+++ Текст для чтения
Вторая антинаучная повесть «Собачье сердце» ещё прежде печати стала известна ОГПУ и оказалась конфискована. Как же догадалось ОГПУ о существовании неопубликованной рукописи? Взял бы кто-нибудь из булгаковедов и доискался, ведь у писателя был широкий круг разнообразных знакомств в творческом мире, а «Собачье сердце» – сатира на ученых, крупных ученых. В то же самое время руководящие деятели советского коневодства натравливали ОГПУ на Бутовича, проявлявшего несогласие с ними во взглядах на разведение лошадей. Не ново, судя по прецедентам. Галилей, прежде чем попасть в когти инквизиции, не поладил с астрономами, выдающимися астрономами. Коневоды натравливали ОГПУ на Бутовича до тех пор, пока упрямый знаток породы после двух арестов не был приговорен к высшей мере наказания и в тот же день расстрелян, словно в спешке, чтобы, как можно скорее, заставить его замолчать.
Из прочитанного мной о евгенике, дарвинизме, ламаркизме, лысенкоизме и генетике, вижу: многое, однажды принятое пересматривается, не отвергается, а дополняется и поправляется. Признавая за Трофимом Денисовичем некоторые заслуги в растениеводстве, по-прежнему упрекают его в псевдонаучности. Известный генетик-эволюционист Стивен Джей Гулд в статье «В защиту Вавилова» тем не менее признает: «Безумию нередко удается, пусть превратно истолкованный убедительный довод, всё же привести в свою пользу. Так, приходится признать, что Лысенко усмотрел (и раздул) действительную слабость в суждениях Вавилова, который в самом деле недооценивал творческую роль среды» (“A Hearing for Vavilov” in Stephen Jay Gould. Hens Teeth and Horses Toes. Further reflections in natural history. New York-London: Norton, 1995, p.141).
Сегодня звучат голоса, которые утверждают: Лысенко и не думал преследовать генетику, он де сам занимался генетикой! Нет, если и занимался, то эпигенетикой – около-генетикой, мичуринской, а разгромлена была генетика молекулярная, изучение генов, носителей наследственности. В статье «Генетика» из Большой Советской энциклопедии 1952 года было сказано: «В настоящее время существует две генетики – старая и новая. Они резко противоположны в своих исходных положениях». Автор статьи – Т. Д. Лысенко. Насколько несовместимы две генетики становится ясно из статьи «Ген» в том же томе, начинается статья с определения, что такое ген: «Мифическая элементарная единица наследственности». Изучение «мифической единицы» непрерывно продолжалось за рубежом, у нас, a rebours, обратно, пришлось браться заново, наверстывая отставание на десятилетия, а были среди советских генетиков опережавшие Уотсона с Криком.
++++++
**Что нужно сделать:**
Ответьте на вопросы по тексту для чтения.
(a) Какую повесть ОГПУ конфисковало ещё до её печати?
(b) Чем закончилось дело Бутовича после двух арестов?
(c) Кто был автором статьи «Генетика» в Большой Советской энциклопедии 1952 года?
+++ Данные
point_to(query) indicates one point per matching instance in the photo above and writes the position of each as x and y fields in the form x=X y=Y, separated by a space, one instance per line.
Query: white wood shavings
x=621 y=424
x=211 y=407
++++++
**Готовое решение:**
(a) До печати ОГПУ конфисковало повесть «Собачье сердце».
(b) Бутовича приговорили к высшей мере наказания и расстреляли в тот же день.
(c) Автором этой статьи был Т. Д. Лысенко.